Requirements:
Update the stretch of items below from the line containing "fingernail?" through the line containing "top-left (458, 363), bottom-right (578, 458)", swapping "dark sunglass lens" for "tinted sunglass lens" and leaving everything else as it is.

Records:

◇ ◇ ◇ ◇ ◇

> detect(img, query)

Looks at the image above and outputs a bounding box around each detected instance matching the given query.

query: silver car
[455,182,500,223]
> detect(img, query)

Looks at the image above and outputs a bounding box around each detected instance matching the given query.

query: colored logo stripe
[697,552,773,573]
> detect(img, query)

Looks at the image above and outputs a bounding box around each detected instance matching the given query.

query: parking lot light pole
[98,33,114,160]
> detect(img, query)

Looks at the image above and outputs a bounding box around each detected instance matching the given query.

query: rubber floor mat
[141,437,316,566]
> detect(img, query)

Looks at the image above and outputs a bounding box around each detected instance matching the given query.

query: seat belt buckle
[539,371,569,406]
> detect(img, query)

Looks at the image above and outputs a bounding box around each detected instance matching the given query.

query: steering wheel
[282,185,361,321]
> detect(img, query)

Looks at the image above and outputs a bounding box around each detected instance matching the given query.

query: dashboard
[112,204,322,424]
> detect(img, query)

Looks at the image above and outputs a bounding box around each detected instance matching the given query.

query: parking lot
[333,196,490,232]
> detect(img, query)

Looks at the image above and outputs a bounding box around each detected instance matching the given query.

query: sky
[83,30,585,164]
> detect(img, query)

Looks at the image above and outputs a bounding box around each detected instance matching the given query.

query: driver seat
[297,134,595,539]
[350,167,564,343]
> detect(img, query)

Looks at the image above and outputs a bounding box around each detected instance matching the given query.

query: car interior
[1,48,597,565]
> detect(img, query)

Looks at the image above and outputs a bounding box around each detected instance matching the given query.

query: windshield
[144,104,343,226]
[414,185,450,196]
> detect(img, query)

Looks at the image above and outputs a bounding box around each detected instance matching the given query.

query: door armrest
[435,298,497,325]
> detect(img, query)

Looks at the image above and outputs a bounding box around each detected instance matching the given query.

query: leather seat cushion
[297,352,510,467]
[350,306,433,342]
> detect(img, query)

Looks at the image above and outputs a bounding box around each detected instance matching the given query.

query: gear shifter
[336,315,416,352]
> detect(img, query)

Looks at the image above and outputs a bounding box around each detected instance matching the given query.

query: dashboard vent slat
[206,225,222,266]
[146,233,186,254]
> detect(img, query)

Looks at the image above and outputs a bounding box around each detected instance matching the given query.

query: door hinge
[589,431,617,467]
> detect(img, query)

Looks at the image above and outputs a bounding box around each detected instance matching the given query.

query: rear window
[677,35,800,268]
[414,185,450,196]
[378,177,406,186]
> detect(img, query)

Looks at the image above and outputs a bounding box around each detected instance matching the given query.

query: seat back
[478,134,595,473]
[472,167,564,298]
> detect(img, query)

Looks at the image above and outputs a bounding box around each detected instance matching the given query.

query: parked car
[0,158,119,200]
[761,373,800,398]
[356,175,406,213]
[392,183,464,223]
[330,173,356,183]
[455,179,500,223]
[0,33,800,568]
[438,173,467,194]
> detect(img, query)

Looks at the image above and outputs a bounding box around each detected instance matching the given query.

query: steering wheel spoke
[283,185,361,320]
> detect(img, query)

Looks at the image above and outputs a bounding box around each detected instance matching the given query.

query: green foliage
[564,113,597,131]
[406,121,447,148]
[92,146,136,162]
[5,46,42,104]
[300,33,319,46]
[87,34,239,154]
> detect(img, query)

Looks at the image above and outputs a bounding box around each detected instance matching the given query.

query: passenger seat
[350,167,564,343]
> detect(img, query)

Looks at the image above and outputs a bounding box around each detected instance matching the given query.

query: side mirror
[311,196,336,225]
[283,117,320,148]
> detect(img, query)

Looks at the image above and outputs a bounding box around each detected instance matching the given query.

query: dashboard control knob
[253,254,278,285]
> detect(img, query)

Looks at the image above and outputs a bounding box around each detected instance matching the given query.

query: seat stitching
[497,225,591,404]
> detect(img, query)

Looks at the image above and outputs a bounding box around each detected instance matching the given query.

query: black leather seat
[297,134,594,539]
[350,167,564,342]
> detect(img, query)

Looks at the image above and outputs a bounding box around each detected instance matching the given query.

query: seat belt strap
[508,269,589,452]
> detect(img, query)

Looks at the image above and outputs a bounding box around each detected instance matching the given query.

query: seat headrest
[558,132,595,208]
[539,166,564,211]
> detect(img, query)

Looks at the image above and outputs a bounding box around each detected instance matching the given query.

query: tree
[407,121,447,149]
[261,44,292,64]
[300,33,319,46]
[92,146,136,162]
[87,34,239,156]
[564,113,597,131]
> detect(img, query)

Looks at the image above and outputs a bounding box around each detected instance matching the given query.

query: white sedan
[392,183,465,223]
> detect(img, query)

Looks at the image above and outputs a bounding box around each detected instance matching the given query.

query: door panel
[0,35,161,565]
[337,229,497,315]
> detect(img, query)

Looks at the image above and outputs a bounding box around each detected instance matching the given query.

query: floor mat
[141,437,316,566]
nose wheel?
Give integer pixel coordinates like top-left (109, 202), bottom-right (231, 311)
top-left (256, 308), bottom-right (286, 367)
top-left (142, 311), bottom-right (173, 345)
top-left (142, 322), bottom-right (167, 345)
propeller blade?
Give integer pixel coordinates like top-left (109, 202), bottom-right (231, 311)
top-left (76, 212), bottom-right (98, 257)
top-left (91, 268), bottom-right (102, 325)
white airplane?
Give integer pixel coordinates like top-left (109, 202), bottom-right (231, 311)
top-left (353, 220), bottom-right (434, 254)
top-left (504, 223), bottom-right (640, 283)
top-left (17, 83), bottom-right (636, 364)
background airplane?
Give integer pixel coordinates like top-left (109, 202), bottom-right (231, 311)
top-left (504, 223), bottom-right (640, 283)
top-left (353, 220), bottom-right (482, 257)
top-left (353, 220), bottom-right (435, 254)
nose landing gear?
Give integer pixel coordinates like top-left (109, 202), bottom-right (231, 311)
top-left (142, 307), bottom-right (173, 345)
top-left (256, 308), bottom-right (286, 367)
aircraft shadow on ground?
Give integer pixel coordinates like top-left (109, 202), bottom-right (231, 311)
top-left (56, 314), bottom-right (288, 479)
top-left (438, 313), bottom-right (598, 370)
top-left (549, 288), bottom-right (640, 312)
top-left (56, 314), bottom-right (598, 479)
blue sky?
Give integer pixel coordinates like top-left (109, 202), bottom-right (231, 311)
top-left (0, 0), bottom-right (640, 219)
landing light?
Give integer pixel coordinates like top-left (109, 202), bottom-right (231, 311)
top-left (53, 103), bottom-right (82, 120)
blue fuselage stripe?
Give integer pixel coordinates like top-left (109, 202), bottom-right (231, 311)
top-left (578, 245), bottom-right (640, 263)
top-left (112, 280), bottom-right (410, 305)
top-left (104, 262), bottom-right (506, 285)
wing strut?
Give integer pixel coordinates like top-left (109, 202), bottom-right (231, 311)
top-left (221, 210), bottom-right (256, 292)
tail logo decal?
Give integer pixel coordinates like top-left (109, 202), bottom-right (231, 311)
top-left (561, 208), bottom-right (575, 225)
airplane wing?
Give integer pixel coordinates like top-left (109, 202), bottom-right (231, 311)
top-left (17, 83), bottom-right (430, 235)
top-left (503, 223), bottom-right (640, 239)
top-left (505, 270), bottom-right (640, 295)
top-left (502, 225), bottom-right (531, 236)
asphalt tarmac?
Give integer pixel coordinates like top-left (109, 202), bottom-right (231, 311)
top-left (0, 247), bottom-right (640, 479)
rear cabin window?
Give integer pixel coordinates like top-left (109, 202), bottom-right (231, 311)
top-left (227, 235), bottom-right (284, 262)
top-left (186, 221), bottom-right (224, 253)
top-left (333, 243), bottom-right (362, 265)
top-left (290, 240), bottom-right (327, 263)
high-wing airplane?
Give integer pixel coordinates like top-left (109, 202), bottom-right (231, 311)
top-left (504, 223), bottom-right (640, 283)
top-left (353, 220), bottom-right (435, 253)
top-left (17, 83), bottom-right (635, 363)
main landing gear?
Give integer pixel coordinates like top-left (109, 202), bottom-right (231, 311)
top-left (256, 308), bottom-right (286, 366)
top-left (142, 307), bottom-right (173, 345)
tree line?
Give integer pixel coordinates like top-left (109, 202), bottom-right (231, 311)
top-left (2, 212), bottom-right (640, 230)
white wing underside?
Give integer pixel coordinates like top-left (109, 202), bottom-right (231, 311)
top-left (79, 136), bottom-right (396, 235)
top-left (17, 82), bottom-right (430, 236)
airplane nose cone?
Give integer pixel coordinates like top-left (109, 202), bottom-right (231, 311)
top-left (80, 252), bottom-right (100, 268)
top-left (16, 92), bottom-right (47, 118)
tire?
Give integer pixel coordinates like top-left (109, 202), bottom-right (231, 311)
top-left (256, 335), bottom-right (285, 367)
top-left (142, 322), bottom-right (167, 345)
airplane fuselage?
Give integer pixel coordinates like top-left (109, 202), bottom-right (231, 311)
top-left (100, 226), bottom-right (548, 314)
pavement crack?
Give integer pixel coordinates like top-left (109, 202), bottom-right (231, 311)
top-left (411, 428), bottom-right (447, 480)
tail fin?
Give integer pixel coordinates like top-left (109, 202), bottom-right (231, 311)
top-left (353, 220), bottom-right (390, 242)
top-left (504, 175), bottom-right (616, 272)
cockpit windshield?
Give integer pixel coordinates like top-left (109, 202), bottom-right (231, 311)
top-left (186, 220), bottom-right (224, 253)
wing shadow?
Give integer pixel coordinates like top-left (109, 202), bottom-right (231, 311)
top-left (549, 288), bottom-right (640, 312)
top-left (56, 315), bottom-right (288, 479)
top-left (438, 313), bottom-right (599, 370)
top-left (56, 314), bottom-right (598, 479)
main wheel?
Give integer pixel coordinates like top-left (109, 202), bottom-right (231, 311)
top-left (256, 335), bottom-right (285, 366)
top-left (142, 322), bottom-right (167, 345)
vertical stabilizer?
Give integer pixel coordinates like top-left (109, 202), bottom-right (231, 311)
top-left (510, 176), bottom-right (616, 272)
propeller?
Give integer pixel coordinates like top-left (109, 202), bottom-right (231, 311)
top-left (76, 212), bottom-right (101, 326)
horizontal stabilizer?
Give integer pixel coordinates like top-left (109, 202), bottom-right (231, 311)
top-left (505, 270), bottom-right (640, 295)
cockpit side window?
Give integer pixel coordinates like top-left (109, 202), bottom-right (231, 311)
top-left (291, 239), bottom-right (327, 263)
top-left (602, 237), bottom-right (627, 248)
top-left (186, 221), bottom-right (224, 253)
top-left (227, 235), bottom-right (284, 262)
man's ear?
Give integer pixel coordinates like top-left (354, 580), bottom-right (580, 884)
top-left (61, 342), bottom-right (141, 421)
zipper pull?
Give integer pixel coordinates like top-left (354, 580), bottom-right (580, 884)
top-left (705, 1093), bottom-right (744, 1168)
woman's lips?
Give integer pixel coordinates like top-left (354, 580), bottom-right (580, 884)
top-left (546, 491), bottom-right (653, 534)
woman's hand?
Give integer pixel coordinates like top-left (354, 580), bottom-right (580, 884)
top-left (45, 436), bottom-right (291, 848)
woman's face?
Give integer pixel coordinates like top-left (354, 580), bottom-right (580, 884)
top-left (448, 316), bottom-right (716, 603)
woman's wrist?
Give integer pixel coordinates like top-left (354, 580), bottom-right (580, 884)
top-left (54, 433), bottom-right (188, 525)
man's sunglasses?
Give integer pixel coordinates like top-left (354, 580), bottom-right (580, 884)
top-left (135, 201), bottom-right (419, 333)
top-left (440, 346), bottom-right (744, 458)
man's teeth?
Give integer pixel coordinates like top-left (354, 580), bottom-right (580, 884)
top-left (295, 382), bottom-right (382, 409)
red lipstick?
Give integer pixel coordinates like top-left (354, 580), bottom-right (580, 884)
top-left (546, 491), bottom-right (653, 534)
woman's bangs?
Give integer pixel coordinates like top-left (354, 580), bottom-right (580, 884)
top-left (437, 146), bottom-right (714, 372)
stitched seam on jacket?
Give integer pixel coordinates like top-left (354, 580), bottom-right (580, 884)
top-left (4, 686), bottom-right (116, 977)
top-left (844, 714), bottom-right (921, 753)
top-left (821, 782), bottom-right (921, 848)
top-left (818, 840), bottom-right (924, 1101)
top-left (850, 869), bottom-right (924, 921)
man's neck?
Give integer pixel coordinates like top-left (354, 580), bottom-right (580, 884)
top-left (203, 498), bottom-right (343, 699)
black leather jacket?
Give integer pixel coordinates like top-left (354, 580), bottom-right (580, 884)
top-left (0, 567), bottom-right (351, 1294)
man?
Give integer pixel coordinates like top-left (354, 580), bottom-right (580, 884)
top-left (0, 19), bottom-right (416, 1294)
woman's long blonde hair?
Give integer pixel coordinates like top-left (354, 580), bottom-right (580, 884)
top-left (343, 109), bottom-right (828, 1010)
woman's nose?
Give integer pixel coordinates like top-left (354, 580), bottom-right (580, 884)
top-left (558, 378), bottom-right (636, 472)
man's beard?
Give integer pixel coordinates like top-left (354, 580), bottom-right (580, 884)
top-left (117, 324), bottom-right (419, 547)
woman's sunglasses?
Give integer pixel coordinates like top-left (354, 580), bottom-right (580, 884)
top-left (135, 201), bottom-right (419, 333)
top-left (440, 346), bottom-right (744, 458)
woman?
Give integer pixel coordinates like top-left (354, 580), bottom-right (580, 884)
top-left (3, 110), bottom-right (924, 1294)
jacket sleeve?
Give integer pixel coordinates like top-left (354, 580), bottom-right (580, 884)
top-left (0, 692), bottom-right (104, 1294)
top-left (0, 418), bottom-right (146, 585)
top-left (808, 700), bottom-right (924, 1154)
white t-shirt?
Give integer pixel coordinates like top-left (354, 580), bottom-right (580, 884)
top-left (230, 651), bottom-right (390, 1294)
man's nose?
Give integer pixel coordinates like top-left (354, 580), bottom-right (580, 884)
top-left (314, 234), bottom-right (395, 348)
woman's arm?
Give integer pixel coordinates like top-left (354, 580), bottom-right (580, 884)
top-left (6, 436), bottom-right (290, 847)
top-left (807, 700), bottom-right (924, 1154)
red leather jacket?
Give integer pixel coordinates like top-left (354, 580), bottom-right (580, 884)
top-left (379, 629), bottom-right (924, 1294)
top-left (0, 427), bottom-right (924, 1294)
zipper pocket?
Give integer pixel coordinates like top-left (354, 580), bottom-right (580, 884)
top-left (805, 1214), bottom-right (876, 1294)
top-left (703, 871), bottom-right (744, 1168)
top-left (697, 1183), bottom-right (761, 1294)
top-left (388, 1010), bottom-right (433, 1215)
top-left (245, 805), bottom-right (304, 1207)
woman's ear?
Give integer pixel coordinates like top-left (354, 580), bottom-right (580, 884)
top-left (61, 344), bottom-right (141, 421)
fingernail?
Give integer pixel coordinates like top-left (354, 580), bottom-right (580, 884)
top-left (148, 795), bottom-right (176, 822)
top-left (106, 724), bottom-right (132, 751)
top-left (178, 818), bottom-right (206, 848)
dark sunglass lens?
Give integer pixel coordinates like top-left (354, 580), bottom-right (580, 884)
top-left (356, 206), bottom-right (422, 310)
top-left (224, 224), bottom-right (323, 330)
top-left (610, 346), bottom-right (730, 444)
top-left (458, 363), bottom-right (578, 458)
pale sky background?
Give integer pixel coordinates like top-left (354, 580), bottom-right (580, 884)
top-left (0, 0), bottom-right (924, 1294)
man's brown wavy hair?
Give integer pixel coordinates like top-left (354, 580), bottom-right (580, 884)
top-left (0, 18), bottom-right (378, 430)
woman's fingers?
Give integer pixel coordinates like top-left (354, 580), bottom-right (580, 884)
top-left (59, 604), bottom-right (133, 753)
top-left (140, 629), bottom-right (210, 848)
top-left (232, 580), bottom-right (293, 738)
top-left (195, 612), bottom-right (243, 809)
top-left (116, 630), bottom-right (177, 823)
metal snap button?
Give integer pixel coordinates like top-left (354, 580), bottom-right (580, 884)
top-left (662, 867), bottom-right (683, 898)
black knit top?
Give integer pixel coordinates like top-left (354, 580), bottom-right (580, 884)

◇ ◇ ◇ ◇ ◇

Full response:
fingernail?
Give integer pixel coordinates like top-left (354, 580), bottom-right (580, 884)
top-left (148, 795), bottom-right (176, 822)
top-left (106, 724), bottom-right (132, 751)
top-left (178, 818), bottom-right (206, 848)
tinted sunglass lens?
Give integer pixel coordinates like top-left (354, 580), bottom-right (580, 884)
top-left (356, 206), bottom-right (422, 310)
top-left (224, 224), bottom-right (323, 330)
top-left (610, 346), bottom-right (730, 444)
top-left (458, 363), bottom-right (578, 458)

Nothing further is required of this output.